- **RECORDS TO USE**

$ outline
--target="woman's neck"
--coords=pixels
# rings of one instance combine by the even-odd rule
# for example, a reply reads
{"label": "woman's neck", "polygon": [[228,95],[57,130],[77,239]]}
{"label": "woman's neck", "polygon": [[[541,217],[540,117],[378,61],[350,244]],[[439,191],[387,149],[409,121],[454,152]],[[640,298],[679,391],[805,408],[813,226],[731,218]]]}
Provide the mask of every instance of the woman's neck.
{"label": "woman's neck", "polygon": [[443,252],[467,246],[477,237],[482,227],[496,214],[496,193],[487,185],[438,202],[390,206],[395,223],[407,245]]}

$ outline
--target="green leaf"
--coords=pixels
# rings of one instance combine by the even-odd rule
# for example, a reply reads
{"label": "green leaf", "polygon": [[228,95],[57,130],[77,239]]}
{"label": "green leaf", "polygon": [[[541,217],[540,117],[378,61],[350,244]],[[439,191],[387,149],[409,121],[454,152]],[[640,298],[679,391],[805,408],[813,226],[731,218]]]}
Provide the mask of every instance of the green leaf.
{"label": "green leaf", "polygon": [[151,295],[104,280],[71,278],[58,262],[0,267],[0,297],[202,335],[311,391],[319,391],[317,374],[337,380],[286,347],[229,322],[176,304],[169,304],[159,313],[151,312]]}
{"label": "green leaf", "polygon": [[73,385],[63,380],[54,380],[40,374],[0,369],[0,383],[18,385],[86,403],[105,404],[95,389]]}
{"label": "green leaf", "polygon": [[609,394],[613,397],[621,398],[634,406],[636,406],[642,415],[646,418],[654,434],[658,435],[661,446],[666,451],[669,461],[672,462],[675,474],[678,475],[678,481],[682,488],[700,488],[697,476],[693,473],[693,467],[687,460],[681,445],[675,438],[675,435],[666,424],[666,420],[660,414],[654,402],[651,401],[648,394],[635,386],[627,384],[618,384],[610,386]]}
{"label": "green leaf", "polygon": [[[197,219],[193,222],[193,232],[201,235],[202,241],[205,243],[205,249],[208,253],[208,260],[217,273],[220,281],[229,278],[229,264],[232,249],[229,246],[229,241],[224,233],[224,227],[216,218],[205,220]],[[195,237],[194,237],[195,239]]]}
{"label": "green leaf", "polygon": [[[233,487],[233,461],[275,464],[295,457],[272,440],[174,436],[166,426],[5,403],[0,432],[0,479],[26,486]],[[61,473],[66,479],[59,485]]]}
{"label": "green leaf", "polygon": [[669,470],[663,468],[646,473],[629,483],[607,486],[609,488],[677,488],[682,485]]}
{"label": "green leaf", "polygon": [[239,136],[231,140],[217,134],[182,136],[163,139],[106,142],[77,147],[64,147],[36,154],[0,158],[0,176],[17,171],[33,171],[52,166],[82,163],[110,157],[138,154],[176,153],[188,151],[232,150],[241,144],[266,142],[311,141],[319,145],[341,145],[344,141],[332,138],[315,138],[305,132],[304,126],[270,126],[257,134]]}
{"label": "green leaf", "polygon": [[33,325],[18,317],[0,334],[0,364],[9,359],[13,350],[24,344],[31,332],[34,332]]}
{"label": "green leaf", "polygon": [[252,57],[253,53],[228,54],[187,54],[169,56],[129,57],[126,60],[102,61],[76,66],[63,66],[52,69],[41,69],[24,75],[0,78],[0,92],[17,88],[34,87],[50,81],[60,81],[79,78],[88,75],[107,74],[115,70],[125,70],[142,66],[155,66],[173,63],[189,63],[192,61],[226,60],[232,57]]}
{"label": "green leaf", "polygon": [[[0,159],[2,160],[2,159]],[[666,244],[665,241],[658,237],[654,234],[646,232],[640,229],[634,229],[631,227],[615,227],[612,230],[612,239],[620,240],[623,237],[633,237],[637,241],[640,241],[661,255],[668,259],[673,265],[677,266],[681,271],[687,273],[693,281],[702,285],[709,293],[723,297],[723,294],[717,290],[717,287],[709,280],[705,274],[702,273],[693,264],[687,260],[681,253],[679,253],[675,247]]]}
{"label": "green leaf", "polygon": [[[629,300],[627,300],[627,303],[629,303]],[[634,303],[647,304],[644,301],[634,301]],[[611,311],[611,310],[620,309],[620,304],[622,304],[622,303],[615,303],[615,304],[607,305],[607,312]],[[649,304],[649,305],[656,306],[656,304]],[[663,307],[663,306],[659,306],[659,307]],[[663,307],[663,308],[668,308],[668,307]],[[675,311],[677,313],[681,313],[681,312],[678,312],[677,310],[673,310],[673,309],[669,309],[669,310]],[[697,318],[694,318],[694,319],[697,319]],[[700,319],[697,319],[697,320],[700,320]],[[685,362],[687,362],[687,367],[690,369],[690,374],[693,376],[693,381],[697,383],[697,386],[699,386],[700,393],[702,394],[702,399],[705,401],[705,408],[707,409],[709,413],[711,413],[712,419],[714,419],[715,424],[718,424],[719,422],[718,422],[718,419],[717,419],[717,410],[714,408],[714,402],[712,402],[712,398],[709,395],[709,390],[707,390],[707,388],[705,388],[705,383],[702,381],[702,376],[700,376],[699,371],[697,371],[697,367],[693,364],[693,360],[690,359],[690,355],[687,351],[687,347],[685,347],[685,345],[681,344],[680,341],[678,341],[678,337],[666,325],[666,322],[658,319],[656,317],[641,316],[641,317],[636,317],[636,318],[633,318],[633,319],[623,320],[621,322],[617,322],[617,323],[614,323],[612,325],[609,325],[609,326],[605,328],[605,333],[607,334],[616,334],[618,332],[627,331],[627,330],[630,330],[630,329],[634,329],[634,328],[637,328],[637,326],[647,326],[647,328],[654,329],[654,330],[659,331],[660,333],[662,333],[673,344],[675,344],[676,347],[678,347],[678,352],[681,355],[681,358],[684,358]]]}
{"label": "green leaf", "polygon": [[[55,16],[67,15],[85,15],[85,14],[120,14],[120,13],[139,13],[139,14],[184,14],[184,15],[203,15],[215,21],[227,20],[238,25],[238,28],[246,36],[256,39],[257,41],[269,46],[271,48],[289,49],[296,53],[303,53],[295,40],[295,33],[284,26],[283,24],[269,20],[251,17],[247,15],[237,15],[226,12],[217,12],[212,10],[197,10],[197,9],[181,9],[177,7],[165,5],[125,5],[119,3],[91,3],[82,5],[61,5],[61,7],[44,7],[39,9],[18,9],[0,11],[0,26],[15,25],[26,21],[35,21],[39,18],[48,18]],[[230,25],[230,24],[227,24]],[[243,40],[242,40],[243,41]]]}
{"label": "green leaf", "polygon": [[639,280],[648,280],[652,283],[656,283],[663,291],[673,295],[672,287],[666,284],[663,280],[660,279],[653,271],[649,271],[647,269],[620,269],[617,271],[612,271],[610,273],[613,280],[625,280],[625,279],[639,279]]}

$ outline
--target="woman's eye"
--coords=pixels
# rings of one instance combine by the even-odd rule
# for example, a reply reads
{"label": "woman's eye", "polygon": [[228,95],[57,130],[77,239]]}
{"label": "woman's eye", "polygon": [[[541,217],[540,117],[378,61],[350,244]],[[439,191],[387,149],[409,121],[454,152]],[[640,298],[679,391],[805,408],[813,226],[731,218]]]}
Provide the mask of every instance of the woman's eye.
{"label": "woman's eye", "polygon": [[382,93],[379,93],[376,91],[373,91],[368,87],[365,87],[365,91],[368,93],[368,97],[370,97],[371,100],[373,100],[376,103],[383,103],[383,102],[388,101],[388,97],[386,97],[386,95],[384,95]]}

- **AIM OF THE TASK**
From the rows above, copy each line that contains the word "mask". Case counts.

- **FULL ANSWER**
Provide the mask of every instance of the woman's neck.
Provide the mask of every instance of the green leaf.
Provide the mask of every instance of the woman's eye.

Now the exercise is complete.